* Begin *

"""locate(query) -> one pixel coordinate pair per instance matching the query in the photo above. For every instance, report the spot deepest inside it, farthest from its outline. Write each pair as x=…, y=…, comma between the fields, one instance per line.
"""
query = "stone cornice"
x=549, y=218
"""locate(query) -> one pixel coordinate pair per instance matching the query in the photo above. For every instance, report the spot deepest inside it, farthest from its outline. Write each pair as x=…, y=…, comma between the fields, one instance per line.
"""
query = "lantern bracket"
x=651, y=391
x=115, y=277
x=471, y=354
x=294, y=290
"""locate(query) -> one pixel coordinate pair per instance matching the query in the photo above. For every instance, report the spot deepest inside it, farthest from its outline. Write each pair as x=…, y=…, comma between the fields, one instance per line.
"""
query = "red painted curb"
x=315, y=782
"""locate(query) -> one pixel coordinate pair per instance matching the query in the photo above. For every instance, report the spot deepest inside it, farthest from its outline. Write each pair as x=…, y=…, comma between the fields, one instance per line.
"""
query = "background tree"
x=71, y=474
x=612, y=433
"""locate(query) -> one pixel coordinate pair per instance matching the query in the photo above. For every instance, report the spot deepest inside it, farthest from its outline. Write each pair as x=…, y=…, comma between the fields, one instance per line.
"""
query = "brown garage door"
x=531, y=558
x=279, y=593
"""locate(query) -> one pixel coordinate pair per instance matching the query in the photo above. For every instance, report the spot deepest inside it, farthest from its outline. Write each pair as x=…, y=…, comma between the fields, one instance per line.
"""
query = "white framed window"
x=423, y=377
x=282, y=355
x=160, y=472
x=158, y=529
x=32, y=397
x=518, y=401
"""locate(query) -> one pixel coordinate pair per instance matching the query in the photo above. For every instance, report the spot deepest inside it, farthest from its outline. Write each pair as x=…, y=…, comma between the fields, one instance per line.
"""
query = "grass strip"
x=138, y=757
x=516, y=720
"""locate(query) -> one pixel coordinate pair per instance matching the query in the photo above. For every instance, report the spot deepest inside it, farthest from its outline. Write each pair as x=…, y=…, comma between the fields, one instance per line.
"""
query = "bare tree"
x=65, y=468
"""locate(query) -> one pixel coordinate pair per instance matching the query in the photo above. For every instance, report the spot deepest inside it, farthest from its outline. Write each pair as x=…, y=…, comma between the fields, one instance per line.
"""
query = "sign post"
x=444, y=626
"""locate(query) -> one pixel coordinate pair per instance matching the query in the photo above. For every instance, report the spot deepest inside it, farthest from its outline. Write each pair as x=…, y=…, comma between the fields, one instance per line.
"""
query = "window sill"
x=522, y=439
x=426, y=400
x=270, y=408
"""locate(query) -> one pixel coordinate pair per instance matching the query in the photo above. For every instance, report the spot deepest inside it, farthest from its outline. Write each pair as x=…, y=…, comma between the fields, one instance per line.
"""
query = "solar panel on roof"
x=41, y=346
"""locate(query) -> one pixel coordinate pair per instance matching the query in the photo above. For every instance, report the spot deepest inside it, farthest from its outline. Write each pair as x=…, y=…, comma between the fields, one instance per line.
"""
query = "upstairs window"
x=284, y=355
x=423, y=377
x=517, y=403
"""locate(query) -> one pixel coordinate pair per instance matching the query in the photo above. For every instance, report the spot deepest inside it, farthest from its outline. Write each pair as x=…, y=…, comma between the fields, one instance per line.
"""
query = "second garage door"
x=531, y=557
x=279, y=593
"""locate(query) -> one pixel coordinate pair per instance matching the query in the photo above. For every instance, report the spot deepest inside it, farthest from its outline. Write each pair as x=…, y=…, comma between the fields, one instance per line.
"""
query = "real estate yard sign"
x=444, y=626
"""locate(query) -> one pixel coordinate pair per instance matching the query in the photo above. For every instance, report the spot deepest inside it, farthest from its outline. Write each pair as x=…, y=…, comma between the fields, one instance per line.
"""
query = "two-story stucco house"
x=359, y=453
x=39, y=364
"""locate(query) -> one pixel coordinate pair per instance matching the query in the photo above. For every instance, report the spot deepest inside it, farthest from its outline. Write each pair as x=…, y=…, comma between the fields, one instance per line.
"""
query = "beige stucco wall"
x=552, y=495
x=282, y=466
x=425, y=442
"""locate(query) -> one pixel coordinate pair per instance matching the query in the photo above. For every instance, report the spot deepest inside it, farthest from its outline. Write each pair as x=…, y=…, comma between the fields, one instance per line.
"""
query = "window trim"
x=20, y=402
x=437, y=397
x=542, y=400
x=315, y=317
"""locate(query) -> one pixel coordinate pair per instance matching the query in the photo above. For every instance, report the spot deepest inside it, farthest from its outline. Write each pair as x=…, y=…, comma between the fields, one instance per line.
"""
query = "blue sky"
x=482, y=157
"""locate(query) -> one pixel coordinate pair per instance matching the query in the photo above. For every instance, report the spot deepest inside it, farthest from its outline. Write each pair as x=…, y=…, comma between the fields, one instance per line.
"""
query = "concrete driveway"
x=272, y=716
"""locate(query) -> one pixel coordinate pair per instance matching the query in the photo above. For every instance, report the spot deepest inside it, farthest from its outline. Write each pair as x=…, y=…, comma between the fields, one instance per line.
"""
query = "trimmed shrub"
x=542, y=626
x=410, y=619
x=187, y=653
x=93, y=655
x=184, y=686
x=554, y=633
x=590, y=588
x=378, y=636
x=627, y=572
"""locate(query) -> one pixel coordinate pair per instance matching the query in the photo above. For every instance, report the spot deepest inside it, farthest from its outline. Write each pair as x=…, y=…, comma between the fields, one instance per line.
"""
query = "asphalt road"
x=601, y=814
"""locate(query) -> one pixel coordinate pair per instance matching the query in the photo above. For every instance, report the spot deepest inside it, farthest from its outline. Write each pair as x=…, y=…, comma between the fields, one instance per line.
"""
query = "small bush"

* End *

▶ _Challenge_: Please retype every one of the records above exactly, keeping each line unchanged.

▶ _Task response_:
"""locate(query) -> one pixel coordinate pair per instance matching the query in the photo above. For every instance, report the spot deepest inside it, farthest from its outline. Write each pair as x=…, y=…, comma between the fields, one instance per line.
"""
query = "stone cornice"
x=549, y=218
"""locate(query) -> one pixel coordinate pair per instance matching the query in the photo above. For every instance, report the spot deepest inside it, farthest from its outline. Write each pair as x=…, y=…, comma between the fields, one instance per line.
"""
query = "lantern bracket"
x=651, y=391
x=115, y=277
x=471, y=354
x=294, y=290
"""locate(query) -> one pixel coordinate pair per instance matching the query in the photo above. For every instance, report the spot deepest inside it, farthest from its outline. Write each pair as x=…, y=…, comma between the fields, one instance per line.
"""
query = "red painted curb"
x=315, y=782
"""locate(query) -> one pixel coordinate pair per instance matching the query in the photo above. For every instance, report the spot deepest inside it, farthest from its outline. Write each pair as x=…, y=…, comma between the fields, one instance per line.
"""
query = "background tree"
x=71, y=474
x=612, y=433
"""locate(query) -> one pixel coordinate pair per instance matching the query in the photo above. For every instance, report the spot deepest inside it, farthest from its outline. Write each pair as x=…, y=…, comma between the fields, one instance per line.
"""
query = "brown garage door"
x=531, y=558
x=279, y=593
"""locate(query) -> one pixel coordinate pair per instance matching the query in the photo above. For every instance, report the spot deepest inside it, farthest from its outline. Write each pair as x=…, y=…, comma between the fields, one instance per line.
"""
query = "white framed window"
x=423, y=377
x=282, y=355
x=160, y=472
x=158, y=529
x=32, y=397
x=518, y=401
"""locate(query) -> one pixel coordinate pair per instance matching the query in the photo above. For every instance, report the spot deepest inside it, farthest from its outline. Write each pair as x=…, y=…, comma between the fields, one instance per line.
"""
query = "grass strip"
x=138, y=757
x=516, y=720
"""locate(query) -> one pixel coordinate pair per instance matching the query in the photo above. For every instance, report the spot deepest inside it, farthest from its outline. Write each pair as x=…, y=…, comma between the fields, one instance per line.
"""
query = "bare tree"
x=65, y=468
"""locate(query) -> one pixel coordinate pair per instance matching the query in the photo above. For every instance, report the spot deepest inside it, farthest from its outline. Write each pair as x=…, y=…, comma between the fields, one instance per line.
"""
query = "sign post"
x=444, y=626
"""locate(query) -> one pixel coordinate pair per instance matching the query in the photo above. For every instance, report the spot deepest inside it, farthest from its outline. Write each pair as x=…, y=…, comma between the fields, one instance per line.
"""
query = "window sill"
x=522, y=439
x=426, y=400
x=270, y=408
"""locate(query) -> one pixel coordinate pair per instance matching the query in the photo above. For every instance, report the spot deepest inside it, farthest from its outline. Write each pair as x=…, y=…, comma between the fields, one instance per line.
"""
query = "solar panel on roof"
x=41, y=346
"""locate(query) -> one pixel coordinate pair per instance matching the query in the photo above. For every instance, report the spot deepest inside it, farthest from its outline. Write each pair as x=…, y=…, comma between the fields, one instance per line.
"""
query = "upstairs window"
x=284, y=355
x=423, y=377
x=517, y=403
"""locate(query) -> one pixel coordinate pair per instance matching the query in the photo above. For every instance, report the spot deepest inside it, farthest from its outline. Write each pair as x=…, y=…, comma between the fields, one instance per line.
"""
query = "second garage door"
x=531, y=557
x=279, y=593
"""locate(query) -> one pixel coordinate pair per instance matching the query in the photo above. For every instance, report the spot deepest inside it, farthest from its outline. Write each pair as x=…, y=…, comma between the fields, one instance per line.
"""
query = "real estate yard sign"
x=444, y=626
"""locate(query) -> one pixel coordinate pair per instance matching the query in the photo above. For every instance, report the spot deepest inside it, farthest from its outline. Write each pair as x=…, y=…, comma between the fields, one instance per line.
"""
query = "two-story stucco house"
x=359, y=453
x=39, y=364
"""locate(query) -> one pixel coordinate pair per instance matching the query in the photo above. For every instance, report the spot deepest inside it, farthest from its outline. Write each pair as x=…, y=…, comma between the fields, one instance per line.
"""
query = "beige stucco wall"
x=552, y=495
x=282, y=466
x=425, y=442
"""locate(query) -> one pixel coordinate pair per instance matching the query in the photo above. For every instance, report the spot deepest inside it, farthest from its outline. Write each pair as x=…, y=…, comma between the fields, one instance per line.
"""
query = "window trim"
x=20, y=402
x=437, y=397
x=542, y=400
x=315, y=317
"""locate(query) -> one pixel coordinate pair per instance matching the query in the photo above. For every instance, report the spot deepest inside it, farthest from its outline. Write each pair as x=…, y=…, comma between the fields, one instance per line.
"""
query = "blue sky"
x=482, y=157
"""locate(query) -> one pixel coordinate pair per instance matching the query in the photo above. For every instance, report the spot deepest inside it, farthest from its outline. Write each pair as x=…, y=…, comma between the fields, one instance per line.
"""
query = "concrete driveway"
x=272, y=716
"""locate(query) -> one pixel coordinate pair per instance matching the query in the photo above. For every instance, report the spot deepest inside it, farthest from its outline. Write each pair as x=…, y=…, comma between the fields, one instance per line.
"""
query = "trimmed shrub"
x=542, y=626
x=410, y=619
x=187, y=653
x=93, y=655
x=184, y=686
x=554, y=633
x=590, y=588
x=378, y=636
x=627, y=572
"""locate(query) -> one pixel coordinate pair per instance matching the query in the photo above. For every instance, report the spot deepest inside it, farthest from its outline. Write each pair as x=…, y=…, comma between the fields, one instance per line.
"""
query = "asphalt road"
x=601, y=814
"""locate(query) -> one pixel coordinate pair per instance matching the query in the photo above. For every instance, report the spot deepest inside it, farthest from its outline. Write each pair as x=…, y=…, comma between the fields, one instance per line.
"""
query = "small bush"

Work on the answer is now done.